### Given problem
Can you repeat every line exactly, from the line containing "Mark the lawn" down to the line containing "xmin=55 ymin=97 xmax=65 ymax=120", including both of those lines?

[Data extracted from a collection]
━━━━━━━━━━━━━━━━━━━━

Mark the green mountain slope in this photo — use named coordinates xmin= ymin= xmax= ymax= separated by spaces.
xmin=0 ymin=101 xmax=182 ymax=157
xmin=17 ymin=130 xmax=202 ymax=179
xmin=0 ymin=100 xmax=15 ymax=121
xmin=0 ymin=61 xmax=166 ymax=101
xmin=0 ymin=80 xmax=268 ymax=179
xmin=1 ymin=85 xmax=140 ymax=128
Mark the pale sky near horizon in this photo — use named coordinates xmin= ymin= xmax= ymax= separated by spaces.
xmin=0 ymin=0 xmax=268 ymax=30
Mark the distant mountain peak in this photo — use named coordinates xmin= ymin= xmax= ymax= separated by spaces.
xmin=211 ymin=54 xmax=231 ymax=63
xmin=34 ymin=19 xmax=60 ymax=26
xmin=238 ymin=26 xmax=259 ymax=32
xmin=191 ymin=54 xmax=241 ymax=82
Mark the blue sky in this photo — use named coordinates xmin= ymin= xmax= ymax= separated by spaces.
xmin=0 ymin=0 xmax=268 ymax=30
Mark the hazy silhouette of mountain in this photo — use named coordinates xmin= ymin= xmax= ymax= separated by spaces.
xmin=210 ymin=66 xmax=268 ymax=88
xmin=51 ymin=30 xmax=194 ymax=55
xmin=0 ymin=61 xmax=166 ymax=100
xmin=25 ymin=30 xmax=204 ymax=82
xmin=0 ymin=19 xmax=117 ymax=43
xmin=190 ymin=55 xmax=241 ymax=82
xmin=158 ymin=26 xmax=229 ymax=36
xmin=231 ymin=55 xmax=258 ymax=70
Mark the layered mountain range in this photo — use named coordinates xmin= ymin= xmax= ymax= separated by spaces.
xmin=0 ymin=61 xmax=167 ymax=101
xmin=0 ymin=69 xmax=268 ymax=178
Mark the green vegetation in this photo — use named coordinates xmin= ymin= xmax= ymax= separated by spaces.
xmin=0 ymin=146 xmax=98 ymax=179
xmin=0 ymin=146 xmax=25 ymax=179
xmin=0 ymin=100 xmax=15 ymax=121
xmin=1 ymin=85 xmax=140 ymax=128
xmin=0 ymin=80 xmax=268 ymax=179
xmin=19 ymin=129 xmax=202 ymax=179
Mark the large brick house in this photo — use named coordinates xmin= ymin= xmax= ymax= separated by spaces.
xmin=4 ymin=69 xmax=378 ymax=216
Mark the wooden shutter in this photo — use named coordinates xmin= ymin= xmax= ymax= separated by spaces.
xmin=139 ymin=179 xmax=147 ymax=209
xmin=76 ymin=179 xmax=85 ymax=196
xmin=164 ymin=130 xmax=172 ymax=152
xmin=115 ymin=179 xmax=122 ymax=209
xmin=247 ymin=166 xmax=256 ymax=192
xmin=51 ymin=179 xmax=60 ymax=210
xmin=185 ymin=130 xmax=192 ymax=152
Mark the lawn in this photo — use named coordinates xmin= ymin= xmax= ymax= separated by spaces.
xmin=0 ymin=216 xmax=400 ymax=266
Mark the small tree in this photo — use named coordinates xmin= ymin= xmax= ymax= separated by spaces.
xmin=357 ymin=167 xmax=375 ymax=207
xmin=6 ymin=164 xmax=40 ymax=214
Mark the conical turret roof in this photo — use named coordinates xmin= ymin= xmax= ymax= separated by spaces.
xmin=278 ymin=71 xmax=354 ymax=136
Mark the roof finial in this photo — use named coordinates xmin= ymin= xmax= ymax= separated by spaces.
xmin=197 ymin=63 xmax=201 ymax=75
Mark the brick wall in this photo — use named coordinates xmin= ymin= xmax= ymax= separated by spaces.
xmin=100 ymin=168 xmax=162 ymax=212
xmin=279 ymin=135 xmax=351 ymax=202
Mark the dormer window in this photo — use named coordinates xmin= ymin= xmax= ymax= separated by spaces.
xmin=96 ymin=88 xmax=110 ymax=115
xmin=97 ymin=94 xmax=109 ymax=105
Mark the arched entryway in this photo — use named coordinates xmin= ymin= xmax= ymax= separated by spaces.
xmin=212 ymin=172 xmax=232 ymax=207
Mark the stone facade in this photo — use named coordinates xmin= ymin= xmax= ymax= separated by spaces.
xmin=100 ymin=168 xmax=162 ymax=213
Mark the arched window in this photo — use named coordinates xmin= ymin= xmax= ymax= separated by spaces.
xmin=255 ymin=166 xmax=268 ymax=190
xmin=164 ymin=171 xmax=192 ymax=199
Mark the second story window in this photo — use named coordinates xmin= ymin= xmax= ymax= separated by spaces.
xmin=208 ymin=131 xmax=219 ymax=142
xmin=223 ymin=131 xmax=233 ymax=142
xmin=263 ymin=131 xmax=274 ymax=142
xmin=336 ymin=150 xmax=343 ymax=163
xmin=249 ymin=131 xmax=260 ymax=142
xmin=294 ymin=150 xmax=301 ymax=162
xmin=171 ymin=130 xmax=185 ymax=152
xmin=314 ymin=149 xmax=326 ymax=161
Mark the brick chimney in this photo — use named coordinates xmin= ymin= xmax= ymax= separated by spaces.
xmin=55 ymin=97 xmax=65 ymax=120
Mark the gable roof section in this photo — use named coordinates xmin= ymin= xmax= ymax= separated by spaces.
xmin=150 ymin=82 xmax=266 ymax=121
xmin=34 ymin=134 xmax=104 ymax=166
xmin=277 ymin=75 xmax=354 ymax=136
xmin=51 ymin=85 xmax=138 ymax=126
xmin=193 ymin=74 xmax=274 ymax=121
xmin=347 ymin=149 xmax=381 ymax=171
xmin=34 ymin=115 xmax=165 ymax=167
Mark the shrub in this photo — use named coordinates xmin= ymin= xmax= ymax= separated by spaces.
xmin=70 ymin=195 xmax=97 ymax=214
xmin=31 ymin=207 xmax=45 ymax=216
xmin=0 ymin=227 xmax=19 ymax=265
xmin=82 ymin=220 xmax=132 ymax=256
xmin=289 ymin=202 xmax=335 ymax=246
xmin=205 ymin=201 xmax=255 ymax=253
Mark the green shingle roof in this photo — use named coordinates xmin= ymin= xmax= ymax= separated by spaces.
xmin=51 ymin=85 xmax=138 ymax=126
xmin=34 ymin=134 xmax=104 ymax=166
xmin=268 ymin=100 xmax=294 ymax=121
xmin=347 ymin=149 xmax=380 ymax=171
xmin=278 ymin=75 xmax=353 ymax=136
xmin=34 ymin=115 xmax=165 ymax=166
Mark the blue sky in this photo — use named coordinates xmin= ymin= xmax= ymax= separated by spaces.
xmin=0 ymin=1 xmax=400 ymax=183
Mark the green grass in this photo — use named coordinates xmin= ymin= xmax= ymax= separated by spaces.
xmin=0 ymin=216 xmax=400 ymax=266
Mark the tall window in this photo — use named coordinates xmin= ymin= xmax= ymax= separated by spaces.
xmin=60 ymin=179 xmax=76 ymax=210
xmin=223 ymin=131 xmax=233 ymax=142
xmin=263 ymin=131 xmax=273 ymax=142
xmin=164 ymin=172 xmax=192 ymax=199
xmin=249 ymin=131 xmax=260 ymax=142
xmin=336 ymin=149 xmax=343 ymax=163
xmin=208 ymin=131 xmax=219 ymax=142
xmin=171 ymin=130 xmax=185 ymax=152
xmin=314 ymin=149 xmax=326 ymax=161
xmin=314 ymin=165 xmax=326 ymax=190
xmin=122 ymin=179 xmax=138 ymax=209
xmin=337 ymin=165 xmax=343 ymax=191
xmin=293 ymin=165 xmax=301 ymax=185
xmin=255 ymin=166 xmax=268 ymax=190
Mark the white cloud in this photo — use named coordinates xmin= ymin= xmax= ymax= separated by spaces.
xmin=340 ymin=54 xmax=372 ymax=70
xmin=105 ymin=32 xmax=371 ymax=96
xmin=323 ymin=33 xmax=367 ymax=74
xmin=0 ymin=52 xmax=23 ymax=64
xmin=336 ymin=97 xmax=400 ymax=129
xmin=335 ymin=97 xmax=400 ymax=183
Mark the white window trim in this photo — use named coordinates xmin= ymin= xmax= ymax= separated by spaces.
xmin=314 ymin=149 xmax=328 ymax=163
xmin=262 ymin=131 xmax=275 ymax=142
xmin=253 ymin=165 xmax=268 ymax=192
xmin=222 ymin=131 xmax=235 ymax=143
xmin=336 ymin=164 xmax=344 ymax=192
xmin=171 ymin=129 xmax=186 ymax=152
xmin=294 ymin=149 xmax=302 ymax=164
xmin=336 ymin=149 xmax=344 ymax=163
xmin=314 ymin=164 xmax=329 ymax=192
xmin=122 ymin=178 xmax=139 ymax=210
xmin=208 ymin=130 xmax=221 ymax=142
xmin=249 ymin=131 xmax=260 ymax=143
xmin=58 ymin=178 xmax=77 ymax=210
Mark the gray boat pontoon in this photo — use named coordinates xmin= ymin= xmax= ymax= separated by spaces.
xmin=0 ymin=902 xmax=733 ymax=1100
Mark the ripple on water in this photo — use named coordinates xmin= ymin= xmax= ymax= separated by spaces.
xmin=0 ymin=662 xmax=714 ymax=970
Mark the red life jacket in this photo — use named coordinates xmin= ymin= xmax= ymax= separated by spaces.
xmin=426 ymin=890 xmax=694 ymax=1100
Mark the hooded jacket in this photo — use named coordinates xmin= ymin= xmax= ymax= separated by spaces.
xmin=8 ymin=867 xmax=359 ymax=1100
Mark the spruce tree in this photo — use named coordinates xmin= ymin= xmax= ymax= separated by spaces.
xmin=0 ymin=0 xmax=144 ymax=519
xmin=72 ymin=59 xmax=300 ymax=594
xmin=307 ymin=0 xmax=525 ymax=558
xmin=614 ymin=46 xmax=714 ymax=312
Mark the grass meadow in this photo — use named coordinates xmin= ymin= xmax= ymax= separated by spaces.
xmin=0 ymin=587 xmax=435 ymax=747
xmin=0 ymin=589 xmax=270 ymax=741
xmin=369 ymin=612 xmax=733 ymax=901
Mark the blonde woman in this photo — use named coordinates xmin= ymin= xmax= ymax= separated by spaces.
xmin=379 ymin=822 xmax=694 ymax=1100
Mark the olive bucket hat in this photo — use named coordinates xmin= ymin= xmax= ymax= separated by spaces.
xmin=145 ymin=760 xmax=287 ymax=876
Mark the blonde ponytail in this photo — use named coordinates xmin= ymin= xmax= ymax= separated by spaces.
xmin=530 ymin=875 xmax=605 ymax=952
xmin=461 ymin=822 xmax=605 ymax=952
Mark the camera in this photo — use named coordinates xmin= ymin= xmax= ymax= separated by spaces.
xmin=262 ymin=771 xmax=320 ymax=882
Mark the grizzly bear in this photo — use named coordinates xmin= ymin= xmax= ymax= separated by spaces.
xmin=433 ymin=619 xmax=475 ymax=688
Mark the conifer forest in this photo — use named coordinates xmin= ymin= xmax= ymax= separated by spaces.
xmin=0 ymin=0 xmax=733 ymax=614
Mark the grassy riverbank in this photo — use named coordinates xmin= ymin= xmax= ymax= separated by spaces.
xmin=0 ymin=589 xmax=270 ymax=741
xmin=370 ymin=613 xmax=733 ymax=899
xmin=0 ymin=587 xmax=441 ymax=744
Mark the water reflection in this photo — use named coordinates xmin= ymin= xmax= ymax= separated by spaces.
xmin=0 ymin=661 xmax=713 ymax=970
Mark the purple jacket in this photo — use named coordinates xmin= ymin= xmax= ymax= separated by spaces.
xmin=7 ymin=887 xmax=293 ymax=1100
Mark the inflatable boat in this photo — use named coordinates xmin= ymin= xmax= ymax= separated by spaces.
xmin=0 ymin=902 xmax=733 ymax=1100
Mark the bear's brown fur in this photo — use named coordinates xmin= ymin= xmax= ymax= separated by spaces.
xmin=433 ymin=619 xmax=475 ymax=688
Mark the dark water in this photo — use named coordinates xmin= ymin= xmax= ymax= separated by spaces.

━━━━━━━━━━━━━━━━━━━━

### Output of the exercise
Mark the lawn in this photo — use named coordinates xmin= ymin= xmax= ymax= separated by spaces.
xmin=0 ymin=216 xmax=400 ymax=266
Mark the small tree in this photo — use named coordinates xmin= ymin= xmax= ymax= separated by spaces.
xmin=357 ymin=167 xmax=375 ymax=207
xmin=6 ymin=164 xmax=40 ymax=214
Mark the conical turret roof in this photo — use named coordinates xmin= ymin= xmax= ymax= separated by spaces.
xmin=278 ymin=71 xmax=354 ymax=136
Mark the roof finial in this photo — use named coordinates xmin= ymin= xmax= ymax= separated by spaces.
xmin=197 ymin=63 xmax=201 ymax=75
Mark the brick wall in this photo — use named coordinates xmin= ymin= xmax= ymax= separated by spaces.
xmin=100 ymin=168 xmax=162 ymax=212
xmin=279 ymin=135 xmax=351 ymax=202
Mark the dormer window in this photo — use named coordinates xmin= ymin= xmax= ymax= separated by spaces.
xmin=96 ymin=88 xmax=110 ymax=115
xmin=97 ymin=94 xmax=109 ymax=105
Mark the arched entryway in this photo — use named coordinates xmin= ymin= xmax= ymax= separated by spaces.
xmin=212 ymin=172 xmax=232 ymax=207
Mark the stone facade in this photo — use named coordinates xmin= ymin= xmax= ymax= separated by spaces.
xmin=100 ymin=168 xmax=162 ymax=213
Mark the arched window in this photo — use named coordinates xmin= ymin= xmax= ymax= separated by spaces.
xmin=255 ymin=166 xmax=268 ymax=190
xmin=164 ymin=171 xmax=192 ymax=199
Mark the second story window in this photo — use named coordinates xmin= ymin= xmax= ymax= separated by spaces.
xmin=208 ymin=131 xmax=219 ymax=142
xmin=223 ymin=131 xmax=233 ymax=142
xmin=263 ymin=131 xmax=274 ymax=142
xmin=336 ymin=150 xmax=343 ymax=163
xmin=249 ymin=131 xmax=260 ymax=142
xmin=294 ymin=150 xmax=301 ymax=162
xmin=171 ymin=130 xmax=185 ymax=152
xmin=314 ymin=149 xmax=326 ymax=161
Mark the brick chimney in this photo — use named coordinates xmin= ymin= xmax= ymax= separated by spaces.
xmin=55 ymin=97 xmax=65 ymax=120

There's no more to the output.